Print out each record, keeping it identical to the original.

Collected data
┄┄┄┄┄┄┄┄┄┄┄┄┄┄┄┄┄┄┄┄

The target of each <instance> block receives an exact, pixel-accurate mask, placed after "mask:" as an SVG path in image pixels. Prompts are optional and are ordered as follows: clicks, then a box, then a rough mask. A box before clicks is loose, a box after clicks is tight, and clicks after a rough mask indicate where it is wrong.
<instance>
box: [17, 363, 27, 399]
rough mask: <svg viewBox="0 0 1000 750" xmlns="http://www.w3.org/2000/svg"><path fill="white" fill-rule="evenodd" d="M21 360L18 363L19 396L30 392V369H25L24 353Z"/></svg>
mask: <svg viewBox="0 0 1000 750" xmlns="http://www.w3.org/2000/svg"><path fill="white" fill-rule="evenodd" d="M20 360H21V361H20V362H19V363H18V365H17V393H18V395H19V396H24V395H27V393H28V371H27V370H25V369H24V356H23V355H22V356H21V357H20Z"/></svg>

┄┄┄┄┄┄┄┄┄┄┄┄┄┄┄┄┄┄┄┄

RESPONSE FOR THIS EXERCISE
The target of each <instance> block receives an exact, pixel-accurate mask, placed after "mask:" as an SVG path in image pixels. Prompts are optional and are ordered as follows: clicks, then a box, then a rough mask. A box before clicks is loose, a box after clicks is tight, and clicks after a rough mask indicate where it is wrong.
<instance>
box: [17, 363, 27, 399]
rough mask: <svg viewBox="0 0 1000 750" xmlns="http://www.w3.org/2000/svg"><path fill="white" fill-rule="evenodd" d="M21 360L18 363L19 396L30 392V369H25L24 353Z"/></svg>
mask: <svg viewBox="0 0 1000 750" xmlns="http://www.w3.org/2000/svg"><path fill="white" fill-rule="evenodd" d="M20 360H21V361H20V362H19V363H18V365H17V393H18V395H19V396H24V395H27V393H28V371H27V370H25V369H24V356H23V355H22V356H21V357H20Z"/></svg>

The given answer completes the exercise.